The Incredible Edible Egg…
I have been head over heels for eggs as long as I can remember. I ate them as cheap meals in college, I lusted for their protein when pregnant with both my boys, and I marvel at their versatility. Currently, I have had a round of nostalgia for the deviled egg. How could you not love them- even the name is sassy! With deviled eggs the sky is the limit for flavor profiles. I love them in all forms, Bacon & Blue Cheese, French Dijon, Truffled, Green Olive & Chive, Caviar Topped. These little bites can be dressed up or down, like the “Little Black Dress” of hor d’oeuvres….the bite that can go from day to night!
Recently, I was enjoying a post work cocktail at King James when I was reminded of the cousin of the deviled egg; the pickled egg. For many many years I thought pickled eggs were an example of food in the grossest form. My only exposure being gallon jars filled with neon pink eggs that were sitting on gas station counters adorned in a film of dust. Seriously, who ate these things? Clearly, they were placed there for comedic decoration to illustrate how rural of an area you had stopped for gas. Then it happened, I was with my dearest friend and she was PROUDLY offering to share her Granny’s special batch of pickled eggs with me. Not only was I terrified of the taste but the anticipation of the smell when she opened the jar was almost enough to make me politely bow out and insist she not have to share the coveted eggs with me. But wait, what did you say??? They are in pickled beet juice? Well, now you have just combined two of my favorite things, I love beets (especially pickled ones) almost as much as I love eggs. It helped immensely that these eggs had arrived in a classic ball canning jar and were hardly reminiscent of the neon stunt doubles from the gas station. After this introduction to pickled eggs, I had joined the cult following. I still have not “enjoyed” one from a gas station, but when I found them at King James prepared in beet juice I was tickled pink. I immediately had to take a photo to send to my old roommate as an ode to her Granny who has since passed.

- [Record set]
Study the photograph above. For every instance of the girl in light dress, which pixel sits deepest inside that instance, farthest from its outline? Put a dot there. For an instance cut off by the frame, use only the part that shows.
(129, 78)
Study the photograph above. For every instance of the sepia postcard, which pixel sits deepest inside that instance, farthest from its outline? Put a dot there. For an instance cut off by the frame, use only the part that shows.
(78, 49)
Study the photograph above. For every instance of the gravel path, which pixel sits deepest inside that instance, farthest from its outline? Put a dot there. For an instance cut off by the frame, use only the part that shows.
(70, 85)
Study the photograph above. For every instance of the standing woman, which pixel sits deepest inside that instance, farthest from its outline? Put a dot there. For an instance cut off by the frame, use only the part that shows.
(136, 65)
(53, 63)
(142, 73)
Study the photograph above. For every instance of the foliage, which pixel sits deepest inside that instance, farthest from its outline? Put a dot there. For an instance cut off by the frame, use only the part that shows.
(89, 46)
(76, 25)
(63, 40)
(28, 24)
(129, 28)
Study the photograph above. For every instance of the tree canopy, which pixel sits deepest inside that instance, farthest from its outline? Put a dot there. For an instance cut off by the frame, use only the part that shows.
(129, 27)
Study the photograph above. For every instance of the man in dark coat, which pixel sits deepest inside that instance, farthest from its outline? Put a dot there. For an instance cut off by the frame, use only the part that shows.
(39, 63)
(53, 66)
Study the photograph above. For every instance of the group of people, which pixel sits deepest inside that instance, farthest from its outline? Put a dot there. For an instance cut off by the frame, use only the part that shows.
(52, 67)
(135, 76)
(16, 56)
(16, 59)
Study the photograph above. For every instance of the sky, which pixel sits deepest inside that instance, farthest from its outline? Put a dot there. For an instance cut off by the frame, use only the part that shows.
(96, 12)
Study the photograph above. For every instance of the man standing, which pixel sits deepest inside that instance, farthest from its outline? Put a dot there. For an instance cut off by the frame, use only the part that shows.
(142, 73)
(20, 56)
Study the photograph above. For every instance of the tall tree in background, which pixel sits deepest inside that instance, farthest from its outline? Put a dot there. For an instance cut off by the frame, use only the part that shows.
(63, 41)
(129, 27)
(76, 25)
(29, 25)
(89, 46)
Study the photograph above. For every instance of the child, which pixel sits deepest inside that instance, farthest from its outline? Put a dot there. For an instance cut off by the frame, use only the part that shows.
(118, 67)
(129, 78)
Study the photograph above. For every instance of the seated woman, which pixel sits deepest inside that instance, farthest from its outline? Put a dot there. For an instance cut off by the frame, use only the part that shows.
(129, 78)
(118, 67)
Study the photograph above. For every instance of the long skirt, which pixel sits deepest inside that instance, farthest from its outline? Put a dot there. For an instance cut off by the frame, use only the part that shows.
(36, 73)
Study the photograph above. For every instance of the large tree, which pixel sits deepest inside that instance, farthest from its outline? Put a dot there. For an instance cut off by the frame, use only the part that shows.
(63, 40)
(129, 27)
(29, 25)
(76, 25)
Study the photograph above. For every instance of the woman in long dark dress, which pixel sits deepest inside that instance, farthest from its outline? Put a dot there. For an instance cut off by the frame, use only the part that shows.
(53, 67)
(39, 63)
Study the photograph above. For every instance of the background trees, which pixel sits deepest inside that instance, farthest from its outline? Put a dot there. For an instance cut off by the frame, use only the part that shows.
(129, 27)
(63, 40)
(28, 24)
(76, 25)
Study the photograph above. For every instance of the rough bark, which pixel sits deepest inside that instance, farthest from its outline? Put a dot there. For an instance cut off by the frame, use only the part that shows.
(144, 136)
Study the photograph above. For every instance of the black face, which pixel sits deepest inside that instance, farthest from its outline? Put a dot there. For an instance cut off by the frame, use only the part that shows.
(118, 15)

- [To do]
a) How would you put this sentence from the egg piece above into Spanish: "For many many years I thought pickled eggs were an example of food in the grossest form."
b) Could you carry the egg piece above forward, picking up right after its last sentence?

- [Answers to the problems]
a) Durante muchísimos años pensé que los huevos encurtidos eran un ejemplo de comida en su forma más asquerosa.

b)
When Easter rolled around (Granny’s egg pickling season) I had found myself craving them but with out the patience or time to allow a good pickling, so I decided to create an inside out pickled egg. Hence, the pickled beet and horseradish deviled egg was born, such a pretty little thing. And to offer a bit of color contrast I made a sibling of curried cucumber deviled eggs. Maybe someday my grandkids will be scaring their roommates with fushia morsels in my honor!